## A FAZER
1. Liste todas as pessoas mencionadas pelo nome na notícia sobre a eleição de Ailton Krenak.
2. Reproduza o trecho da notícia que começa em "No final, obteve" e termina em "além desses três.", trocando "acadêmicos" por "imortais".
3. Segundo a notícia, quantos votos Ailton Krenak obteve entre os acadêmicos?

## TRECHO DA FONTE
....

Por Folha de S.Paulo
O escritor Ailton Krenak foi eleito nesta quinta-feira para a Academia Brasileira de Letras e se tornou a primeira pessoa indígena a ocupar uma cadeira na instituição centenária.
Ele era favorito desde que postulou sua candidatura, em agosto, mas chegou a ser ameaçado na corrida pela historiadora Mary Del Priore e pelo também líder indígena Daniel Munduruku.
No final, obteve 23 votos entre os acadêmicos, contra 12 de Del Priore e quatro de Munduruku.
Havia outros 12 candidatos à concorrida cadeira número 5, antes ocupada pelo historiador José Murilo de Carvalho, morto em agosto aos 83 anos, mas nenhum chegou a ter chance além desses três.
Krenak catapultou seu reconhecimento como intelectual, nos últimos anos, por meio da trilogia composta por “Ideias para Adiar o Fim do Mundo”, “A Vida Não É Útil” e “Futuro Ancestral”, que apresentam seu pensamento de forma acessível, adaptados de palestras e textos curtos, e contribuíram para popularizar cosmogonias indígenas pelo país.

....

## DADOS FORNECIDOS
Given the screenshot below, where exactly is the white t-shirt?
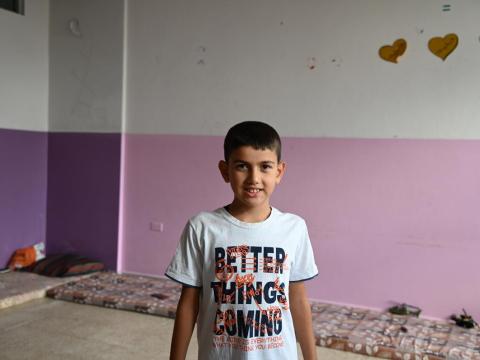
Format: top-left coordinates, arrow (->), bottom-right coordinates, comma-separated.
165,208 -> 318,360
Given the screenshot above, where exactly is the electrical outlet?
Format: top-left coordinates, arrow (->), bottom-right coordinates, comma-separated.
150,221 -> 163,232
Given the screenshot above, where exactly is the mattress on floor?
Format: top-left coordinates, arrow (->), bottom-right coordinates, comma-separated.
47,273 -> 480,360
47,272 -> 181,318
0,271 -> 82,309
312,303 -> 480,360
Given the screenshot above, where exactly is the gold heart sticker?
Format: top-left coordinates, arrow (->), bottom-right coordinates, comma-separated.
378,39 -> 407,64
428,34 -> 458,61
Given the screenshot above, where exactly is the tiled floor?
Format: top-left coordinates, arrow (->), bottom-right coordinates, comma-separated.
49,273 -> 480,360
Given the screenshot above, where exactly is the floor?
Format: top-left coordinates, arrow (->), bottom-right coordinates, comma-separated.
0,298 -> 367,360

....

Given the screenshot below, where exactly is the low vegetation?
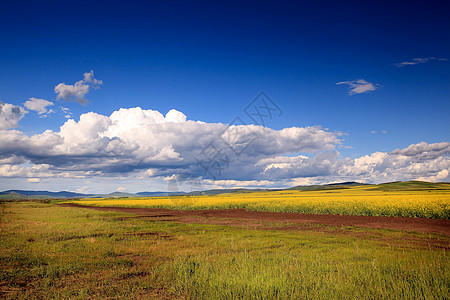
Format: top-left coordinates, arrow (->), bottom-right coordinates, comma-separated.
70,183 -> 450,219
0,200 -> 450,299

....

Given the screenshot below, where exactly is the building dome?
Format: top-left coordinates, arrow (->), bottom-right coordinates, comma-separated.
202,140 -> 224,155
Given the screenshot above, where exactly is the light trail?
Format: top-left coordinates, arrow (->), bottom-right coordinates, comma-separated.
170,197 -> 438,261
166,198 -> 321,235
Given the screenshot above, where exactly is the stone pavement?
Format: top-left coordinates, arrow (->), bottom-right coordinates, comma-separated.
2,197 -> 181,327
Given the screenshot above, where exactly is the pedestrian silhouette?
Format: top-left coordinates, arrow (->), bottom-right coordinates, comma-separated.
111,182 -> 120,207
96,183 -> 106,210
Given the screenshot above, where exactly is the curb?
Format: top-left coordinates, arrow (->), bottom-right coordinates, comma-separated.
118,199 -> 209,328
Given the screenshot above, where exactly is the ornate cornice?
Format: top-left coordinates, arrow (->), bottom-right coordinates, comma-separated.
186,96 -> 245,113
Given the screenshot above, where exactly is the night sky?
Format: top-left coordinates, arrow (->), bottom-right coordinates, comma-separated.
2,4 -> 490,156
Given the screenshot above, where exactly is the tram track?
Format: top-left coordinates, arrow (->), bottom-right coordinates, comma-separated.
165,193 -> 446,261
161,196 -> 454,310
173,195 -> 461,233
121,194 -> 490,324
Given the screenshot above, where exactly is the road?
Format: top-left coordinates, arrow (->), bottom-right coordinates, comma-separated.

....

## RESULTADOS DO EXERCÍCIO
1. Ailton Krenak, Mary Del Priore, Daniel Munduruku, José Murilo de Carvalho

2.
No final, obteve 23 votos entre os imortais, contra 12 de Del Priore e quatro de Munduruku.
Havia outros 12 candidatos à concorrida cadeira número 5, antes ocupada pelo historiador José Murilo de Carvalho, morto em agosto aos 83 anos, mas nenhum chegou a ter chance além desses três.

3. 23 votos.